- [Entries provided]
--*--

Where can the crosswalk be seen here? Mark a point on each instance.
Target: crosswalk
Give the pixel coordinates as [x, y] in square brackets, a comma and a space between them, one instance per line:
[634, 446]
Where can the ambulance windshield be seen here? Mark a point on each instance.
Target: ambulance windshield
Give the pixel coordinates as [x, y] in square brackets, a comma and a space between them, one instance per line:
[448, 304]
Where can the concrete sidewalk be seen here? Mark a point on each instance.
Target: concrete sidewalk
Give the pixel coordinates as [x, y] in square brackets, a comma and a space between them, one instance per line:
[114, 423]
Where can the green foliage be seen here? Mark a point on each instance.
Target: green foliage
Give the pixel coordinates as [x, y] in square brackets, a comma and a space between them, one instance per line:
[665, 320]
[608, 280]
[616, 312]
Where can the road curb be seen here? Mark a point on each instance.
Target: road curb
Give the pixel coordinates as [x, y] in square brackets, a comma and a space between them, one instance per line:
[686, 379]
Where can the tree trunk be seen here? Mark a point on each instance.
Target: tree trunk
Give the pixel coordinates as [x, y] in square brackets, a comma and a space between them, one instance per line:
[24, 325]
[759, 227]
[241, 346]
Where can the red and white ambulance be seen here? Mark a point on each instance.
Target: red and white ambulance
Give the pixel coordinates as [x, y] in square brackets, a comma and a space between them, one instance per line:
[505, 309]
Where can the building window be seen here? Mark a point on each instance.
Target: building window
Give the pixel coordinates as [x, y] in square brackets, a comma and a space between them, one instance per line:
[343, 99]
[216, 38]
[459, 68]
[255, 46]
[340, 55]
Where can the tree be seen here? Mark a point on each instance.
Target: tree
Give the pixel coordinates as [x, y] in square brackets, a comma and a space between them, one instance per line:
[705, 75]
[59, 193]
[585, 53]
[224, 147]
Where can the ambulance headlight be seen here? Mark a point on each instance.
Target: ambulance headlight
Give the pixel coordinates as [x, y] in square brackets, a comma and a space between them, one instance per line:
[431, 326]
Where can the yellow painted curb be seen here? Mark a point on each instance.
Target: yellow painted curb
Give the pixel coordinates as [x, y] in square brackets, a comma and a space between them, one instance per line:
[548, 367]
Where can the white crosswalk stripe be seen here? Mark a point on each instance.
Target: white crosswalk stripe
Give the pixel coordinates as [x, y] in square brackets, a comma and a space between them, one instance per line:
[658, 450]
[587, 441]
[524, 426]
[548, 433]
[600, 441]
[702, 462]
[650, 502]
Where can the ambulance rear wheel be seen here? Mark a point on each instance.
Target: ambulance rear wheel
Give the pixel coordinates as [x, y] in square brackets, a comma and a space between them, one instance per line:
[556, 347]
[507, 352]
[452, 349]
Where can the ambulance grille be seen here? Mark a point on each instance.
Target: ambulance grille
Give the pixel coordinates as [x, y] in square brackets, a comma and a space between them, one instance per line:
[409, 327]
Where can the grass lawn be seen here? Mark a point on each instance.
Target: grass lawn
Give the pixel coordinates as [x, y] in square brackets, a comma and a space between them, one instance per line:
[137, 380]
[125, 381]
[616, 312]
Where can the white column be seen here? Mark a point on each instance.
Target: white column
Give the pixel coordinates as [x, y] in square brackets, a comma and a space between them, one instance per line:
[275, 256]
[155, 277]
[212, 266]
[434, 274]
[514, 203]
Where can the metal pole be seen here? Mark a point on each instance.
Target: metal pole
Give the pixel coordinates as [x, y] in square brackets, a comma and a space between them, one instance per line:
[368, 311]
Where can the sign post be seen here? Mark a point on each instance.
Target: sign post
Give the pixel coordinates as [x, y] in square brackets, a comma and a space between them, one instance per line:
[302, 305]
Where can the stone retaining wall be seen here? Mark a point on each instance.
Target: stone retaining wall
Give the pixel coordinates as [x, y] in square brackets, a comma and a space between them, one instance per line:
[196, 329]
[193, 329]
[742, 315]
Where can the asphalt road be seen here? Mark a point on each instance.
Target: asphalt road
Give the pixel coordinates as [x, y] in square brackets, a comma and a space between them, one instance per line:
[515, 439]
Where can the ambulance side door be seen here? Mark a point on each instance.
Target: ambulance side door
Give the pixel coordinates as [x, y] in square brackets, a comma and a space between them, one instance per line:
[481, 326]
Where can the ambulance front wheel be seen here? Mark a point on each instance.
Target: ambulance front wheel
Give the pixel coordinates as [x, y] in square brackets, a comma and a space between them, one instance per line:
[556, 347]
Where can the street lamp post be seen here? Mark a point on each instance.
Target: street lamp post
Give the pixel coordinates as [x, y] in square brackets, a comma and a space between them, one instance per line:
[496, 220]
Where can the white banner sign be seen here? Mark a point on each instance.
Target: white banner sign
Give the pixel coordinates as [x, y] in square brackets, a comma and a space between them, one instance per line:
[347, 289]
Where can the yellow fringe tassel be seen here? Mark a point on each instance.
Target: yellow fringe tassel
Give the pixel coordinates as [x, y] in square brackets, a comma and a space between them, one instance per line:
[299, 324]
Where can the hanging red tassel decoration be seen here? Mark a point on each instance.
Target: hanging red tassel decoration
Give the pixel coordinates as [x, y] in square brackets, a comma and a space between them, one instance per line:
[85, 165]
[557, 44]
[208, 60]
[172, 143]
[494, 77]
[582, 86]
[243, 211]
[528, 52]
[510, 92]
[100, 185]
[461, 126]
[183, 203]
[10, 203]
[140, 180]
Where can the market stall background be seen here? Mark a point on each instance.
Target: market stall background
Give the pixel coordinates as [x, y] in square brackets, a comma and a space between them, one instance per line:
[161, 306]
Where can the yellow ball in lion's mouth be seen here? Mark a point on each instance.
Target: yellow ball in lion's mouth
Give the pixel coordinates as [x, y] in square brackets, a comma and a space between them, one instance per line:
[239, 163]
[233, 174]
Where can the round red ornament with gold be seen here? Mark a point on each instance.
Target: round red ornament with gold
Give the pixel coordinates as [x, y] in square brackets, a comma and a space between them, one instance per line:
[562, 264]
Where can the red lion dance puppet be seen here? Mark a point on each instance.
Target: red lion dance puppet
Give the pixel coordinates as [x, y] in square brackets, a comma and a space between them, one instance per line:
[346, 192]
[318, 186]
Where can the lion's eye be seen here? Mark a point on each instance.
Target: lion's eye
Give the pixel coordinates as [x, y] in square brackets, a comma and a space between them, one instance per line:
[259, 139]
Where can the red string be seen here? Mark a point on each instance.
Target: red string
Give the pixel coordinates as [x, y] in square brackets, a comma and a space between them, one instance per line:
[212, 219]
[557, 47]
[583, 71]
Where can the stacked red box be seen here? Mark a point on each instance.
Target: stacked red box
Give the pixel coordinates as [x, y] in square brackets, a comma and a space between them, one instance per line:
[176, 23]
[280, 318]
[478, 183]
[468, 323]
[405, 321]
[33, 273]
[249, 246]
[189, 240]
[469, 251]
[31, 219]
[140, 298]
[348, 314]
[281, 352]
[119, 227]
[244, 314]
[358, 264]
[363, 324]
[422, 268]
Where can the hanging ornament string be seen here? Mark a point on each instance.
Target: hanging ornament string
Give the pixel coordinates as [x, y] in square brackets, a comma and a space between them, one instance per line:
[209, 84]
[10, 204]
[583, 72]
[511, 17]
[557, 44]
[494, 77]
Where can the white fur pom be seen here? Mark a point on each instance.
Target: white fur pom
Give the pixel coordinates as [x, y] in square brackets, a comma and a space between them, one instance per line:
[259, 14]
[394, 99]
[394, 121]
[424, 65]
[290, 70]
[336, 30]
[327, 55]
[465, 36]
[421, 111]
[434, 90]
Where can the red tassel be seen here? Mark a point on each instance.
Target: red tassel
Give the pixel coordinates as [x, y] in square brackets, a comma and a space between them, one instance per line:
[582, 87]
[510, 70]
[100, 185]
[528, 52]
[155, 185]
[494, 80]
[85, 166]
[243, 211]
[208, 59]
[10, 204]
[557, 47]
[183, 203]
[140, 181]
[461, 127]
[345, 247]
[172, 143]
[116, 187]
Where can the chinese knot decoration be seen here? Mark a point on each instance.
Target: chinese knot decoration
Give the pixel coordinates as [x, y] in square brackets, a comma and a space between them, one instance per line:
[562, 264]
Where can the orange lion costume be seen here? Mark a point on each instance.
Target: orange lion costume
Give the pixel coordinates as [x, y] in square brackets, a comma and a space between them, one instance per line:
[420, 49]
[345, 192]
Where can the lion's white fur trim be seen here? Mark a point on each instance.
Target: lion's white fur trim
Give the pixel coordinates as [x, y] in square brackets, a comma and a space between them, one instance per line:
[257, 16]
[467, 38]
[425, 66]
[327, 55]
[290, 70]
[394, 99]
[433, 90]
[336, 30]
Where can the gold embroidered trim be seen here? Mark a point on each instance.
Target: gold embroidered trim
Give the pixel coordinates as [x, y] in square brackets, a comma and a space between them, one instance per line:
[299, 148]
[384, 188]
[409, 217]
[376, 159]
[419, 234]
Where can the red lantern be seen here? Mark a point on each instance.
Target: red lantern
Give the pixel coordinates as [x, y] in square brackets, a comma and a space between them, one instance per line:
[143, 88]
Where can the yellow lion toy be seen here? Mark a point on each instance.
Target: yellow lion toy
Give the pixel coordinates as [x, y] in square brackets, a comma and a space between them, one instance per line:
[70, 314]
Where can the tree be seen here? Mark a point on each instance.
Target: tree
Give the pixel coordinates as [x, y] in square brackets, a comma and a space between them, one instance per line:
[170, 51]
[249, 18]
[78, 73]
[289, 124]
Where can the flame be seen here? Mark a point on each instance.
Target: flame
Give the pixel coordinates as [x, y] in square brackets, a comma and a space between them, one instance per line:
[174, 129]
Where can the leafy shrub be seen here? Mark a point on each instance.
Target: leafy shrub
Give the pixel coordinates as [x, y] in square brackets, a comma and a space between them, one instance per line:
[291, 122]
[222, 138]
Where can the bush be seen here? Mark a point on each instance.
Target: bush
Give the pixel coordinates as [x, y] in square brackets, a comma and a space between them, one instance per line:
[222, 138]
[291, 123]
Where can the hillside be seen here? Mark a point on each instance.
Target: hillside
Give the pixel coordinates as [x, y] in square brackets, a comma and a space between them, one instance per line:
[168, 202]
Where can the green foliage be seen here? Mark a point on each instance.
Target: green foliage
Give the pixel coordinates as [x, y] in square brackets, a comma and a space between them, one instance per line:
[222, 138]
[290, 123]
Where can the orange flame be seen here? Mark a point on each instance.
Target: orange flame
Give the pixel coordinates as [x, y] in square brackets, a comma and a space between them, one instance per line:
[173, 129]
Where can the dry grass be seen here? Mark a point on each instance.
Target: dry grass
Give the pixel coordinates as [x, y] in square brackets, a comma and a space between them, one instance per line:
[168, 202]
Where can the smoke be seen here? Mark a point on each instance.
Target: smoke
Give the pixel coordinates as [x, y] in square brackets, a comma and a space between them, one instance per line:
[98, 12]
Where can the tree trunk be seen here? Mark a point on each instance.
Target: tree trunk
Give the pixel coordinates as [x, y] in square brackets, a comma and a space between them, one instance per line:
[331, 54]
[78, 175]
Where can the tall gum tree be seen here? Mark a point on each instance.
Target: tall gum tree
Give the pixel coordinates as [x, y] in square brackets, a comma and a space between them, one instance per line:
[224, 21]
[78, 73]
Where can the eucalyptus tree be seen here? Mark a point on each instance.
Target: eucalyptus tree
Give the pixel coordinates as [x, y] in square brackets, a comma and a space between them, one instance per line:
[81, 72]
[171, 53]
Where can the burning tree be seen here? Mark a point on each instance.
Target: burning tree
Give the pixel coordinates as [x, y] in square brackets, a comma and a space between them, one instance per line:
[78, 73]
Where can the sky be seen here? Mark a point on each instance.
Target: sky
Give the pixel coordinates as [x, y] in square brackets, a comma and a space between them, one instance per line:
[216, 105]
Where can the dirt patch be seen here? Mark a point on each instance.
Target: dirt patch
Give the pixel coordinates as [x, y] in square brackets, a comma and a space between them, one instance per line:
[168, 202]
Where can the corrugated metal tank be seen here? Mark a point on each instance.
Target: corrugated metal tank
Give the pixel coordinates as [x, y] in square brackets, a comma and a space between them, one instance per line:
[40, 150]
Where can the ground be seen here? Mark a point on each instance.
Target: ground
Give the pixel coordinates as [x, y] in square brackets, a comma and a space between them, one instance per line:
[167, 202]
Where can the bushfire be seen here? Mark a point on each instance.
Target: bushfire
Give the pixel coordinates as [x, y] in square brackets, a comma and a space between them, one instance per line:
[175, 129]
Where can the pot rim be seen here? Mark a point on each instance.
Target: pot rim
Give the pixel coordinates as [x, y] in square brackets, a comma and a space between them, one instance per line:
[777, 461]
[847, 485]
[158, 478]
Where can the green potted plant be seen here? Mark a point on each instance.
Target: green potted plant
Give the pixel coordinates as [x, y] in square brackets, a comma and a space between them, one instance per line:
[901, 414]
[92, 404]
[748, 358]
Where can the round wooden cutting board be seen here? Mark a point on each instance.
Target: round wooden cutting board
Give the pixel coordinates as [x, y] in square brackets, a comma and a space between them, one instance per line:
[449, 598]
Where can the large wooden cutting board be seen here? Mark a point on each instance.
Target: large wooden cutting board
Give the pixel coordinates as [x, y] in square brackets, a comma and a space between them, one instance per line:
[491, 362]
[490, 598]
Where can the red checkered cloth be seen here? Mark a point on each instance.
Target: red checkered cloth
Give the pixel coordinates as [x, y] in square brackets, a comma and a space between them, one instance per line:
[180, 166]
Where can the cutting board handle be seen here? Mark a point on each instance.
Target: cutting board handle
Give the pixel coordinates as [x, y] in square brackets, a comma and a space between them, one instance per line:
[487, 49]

--*--

- [Your task] Turn the lines of the data, from the line containing "Where can the large" through the last line, into a JSON list of strings with one string per line and no blank lines.

- [Exercise solution]
[
  "Where can the large wooden cutting board be seen here? Mark a point on each instance.",
  "Target: large wooden cutting board",
  "Give the pixel coordinates as [x, y] in square brackets, a comma and a space between them, one instance per line:",
  "[491, 362]",
  "[490, 598]",
  "Where can the red checkered cloth be seen here? Mark a point on each instance.",
  "Target: red checkered cloth",
  "Give the pixel coordinates as [x, y] in square brackets, a comma and a space between them, one instance per line:",
  "[180, 166]",
  "Where can the cutting board handle be seen here? Mark a point on each instance.",
  "Target: cutting board handle",
  "Give the pixel coordinates as [x, y] in square brackets, a comma and a space between them, one instance per line:",
  "[487, 49]"
]